Brazilian painter (1883–1965)

Presciliano Athanagildo Izidoro Rodrigues da Silva, (Note: His name can also be spelled as Prisciliano Atanagildo Isidoro Rodrigues da Silva, according to the new spelling reform in the Portuguese language.) better known as Presciliano Silva (Salvador, May 17, 1883 — Rio de Janeiro, August 7, 1965) was a Brazilian painter. Some of his works are exhibited at the Bahia Museum of Art.

==Biography==

Presciliano was the first son of the second marriage of Possidônio Izidoro da Silva and Clotilde Rodrigues da Silva, who was his supporter; his mother enrolled him, at the age of 13, in the School of Fine Arts and since then he has attended private classes at the Liceu de Artes e Ofícios, with professor Manoel Lopes Rodrigues.

The professor supported his trip to Paris in 1903, where he faced prejudice and experienced the suffering caused by noise and deafness from sclerosis of the eardrums. He remained in France until 1906, when he returned to Bahia and received a favorable response to his work. Encouraged by friends like Olegário Mariano, this motivated him to exhibit in Rio de Janeiro.

In 1912, he overcame the resistance and managed to exhibit his painting of Mme. Le Clinche at the Official Salon in Paris. With the outbreak of World War I, he returned to his hometown, where he established his studio the following year.

- _Task item_
Continue the biography of Presciliano Silva from the point where it stops.

[Collected data entries]
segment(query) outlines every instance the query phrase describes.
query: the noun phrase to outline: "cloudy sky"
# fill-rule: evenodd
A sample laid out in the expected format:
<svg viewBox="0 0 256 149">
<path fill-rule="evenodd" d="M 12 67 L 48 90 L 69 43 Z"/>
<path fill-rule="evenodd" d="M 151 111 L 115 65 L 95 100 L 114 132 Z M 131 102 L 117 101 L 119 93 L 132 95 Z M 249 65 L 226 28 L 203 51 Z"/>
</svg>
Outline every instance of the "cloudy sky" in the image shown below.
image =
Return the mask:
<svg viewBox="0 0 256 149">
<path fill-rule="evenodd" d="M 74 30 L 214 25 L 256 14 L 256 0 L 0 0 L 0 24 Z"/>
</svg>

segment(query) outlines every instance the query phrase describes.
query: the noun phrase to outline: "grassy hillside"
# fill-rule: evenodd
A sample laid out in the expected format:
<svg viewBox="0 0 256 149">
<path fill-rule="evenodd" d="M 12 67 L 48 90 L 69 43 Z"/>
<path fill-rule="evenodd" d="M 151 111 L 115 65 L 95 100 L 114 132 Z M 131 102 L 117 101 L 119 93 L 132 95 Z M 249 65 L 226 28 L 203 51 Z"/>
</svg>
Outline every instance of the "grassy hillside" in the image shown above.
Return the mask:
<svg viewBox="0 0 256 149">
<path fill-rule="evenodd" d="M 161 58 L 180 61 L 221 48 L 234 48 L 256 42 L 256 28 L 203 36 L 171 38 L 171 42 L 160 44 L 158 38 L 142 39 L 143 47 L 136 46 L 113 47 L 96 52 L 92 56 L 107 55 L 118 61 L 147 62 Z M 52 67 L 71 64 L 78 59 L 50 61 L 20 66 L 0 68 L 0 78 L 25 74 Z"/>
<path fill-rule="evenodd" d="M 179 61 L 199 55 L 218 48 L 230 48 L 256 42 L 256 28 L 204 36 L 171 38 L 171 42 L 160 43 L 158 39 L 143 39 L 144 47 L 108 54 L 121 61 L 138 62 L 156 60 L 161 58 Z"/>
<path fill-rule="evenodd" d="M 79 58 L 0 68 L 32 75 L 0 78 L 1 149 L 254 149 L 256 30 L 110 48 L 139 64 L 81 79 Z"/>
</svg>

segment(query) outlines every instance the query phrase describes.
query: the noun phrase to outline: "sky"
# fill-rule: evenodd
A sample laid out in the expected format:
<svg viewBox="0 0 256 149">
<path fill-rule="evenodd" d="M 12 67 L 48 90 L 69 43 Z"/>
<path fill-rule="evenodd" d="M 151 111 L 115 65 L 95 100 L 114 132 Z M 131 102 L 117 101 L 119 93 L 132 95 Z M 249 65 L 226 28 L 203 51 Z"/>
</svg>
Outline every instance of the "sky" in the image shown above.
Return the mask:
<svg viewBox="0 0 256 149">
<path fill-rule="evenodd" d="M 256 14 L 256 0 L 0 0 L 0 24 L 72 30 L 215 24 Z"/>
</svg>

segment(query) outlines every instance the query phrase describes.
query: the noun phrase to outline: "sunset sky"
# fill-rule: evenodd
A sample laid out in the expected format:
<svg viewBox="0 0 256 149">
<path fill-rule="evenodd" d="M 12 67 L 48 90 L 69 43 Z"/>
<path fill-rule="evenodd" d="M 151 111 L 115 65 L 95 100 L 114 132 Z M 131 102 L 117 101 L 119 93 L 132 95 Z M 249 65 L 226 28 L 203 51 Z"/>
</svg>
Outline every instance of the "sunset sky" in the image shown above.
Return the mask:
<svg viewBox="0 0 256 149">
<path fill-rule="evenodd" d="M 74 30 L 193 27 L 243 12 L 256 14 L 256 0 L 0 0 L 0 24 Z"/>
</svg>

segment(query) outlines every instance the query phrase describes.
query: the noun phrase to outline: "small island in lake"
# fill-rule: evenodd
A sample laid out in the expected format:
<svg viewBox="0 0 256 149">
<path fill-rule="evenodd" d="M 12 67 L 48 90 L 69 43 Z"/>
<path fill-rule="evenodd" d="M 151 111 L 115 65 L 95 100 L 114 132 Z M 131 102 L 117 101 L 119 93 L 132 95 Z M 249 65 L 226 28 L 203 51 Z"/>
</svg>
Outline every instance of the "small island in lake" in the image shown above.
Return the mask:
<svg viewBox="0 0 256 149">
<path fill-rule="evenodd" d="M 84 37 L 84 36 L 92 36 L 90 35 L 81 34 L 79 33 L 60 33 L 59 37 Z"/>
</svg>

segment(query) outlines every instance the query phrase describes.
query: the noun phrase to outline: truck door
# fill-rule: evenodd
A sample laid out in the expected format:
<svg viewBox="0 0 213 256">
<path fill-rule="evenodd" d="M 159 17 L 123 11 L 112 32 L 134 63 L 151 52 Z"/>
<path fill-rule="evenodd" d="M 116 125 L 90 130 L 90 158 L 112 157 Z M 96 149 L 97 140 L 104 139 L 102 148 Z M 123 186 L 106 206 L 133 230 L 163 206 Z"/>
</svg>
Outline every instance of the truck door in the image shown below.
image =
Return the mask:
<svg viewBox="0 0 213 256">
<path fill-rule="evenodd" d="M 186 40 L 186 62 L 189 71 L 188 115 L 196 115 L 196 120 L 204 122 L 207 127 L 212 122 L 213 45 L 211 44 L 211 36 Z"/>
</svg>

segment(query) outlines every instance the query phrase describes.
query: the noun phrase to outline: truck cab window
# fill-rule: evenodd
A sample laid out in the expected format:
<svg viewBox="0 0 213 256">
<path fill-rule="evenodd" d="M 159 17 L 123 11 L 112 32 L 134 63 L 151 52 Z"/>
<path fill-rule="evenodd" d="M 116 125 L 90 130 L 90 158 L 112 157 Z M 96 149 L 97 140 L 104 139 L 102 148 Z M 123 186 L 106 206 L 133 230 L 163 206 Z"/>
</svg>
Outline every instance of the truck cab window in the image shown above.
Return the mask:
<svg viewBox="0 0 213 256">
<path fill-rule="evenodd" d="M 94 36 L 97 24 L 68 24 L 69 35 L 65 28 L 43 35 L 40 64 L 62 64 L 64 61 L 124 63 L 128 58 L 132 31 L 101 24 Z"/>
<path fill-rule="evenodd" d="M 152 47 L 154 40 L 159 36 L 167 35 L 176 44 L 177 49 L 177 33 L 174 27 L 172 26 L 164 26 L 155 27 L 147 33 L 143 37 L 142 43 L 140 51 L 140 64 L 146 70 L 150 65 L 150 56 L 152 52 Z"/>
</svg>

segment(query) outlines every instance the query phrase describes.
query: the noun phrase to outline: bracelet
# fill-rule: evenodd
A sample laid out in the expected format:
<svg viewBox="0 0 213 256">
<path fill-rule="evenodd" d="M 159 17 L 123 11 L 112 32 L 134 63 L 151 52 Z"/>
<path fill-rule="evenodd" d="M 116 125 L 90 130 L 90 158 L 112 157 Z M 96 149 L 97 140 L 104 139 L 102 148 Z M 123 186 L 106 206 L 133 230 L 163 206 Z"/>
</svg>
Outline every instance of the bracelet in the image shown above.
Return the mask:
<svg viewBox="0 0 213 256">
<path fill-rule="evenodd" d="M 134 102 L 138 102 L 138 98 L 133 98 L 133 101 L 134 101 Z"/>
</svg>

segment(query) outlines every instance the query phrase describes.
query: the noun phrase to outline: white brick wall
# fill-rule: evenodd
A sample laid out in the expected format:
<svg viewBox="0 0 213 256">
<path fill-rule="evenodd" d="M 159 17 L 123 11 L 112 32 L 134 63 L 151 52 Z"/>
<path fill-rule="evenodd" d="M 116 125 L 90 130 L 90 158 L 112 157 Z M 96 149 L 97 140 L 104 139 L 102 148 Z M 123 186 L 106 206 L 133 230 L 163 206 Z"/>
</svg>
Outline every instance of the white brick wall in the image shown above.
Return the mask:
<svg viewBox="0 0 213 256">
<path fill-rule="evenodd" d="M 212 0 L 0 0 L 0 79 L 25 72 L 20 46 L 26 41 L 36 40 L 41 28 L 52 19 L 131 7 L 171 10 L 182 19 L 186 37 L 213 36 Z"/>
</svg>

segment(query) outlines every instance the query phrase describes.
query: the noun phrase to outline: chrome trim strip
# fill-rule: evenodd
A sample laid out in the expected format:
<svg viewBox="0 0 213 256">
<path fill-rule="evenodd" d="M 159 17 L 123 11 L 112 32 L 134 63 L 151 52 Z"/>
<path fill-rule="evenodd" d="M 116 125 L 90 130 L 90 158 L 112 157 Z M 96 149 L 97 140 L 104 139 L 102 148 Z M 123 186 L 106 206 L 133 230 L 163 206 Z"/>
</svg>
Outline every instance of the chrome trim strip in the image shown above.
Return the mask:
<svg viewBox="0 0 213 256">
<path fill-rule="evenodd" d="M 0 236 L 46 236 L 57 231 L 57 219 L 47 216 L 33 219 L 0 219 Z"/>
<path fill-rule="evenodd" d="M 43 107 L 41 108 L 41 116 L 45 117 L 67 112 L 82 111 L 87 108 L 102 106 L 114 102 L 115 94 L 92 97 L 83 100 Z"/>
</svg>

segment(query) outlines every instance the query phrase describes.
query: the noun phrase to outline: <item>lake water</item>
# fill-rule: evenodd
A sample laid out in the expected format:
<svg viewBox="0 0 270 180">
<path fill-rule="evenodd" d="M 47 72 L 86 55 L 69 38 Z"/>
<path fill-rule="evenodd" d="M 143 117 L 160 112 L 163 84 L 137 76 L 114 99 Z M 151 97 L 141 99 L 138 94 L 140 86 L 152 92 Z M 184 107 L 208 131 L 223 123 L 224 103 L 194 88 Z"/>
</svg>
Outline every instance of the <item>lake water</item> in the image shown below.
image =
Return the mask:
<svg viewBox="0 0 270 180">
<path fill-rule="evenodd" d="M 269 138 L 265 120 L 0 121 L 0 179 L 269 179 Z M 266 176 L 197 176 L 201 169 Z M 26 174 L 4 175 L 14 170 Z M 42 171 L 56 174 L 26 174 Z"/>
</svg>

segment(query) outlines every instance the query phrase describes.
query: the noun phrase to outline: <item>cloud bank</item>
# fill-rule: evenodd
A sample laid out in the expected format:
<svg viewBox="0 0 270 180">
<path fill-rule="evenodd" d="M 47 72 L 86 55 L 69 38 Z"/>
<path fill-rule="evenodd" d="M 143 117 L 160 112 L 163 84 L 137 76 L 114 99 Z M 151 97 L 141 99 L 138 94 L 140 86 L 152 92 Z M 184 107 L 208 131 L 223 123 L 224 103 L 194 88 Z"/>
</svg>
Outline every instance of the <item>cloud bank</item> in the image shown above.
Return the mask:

- _Output for this task_
In the city, he taught at the Federal Institute of Bahia. In 1920, he received the words from Ruy Barbosa: "...my instinct, my intuition, some taste I may have, perhaps, and my habit of seeing works by masters, point to Presciliano Silva as a painter of extraordinary merit and future."

In 1928, he joined the Bahia School of Fine Arts as a teacher, where he would later become director and professor emeritus. He was the mentor of another name in Brazilian painting: José Lima, the "Painter of Churches."

In 1930, he created his best known work, a depiction of July 2, 1823, the date marking the end of the war for the Independence of Bahia, entitled Entrada do Exército Libertador (Entry of the Liberation Army).

The artist continued painting until his death in 1965, and his work was recognized by numerous exhibitions and awards. He was married to Alice Moniz Silva, with whom he had an only daughter, Maria da Conceição.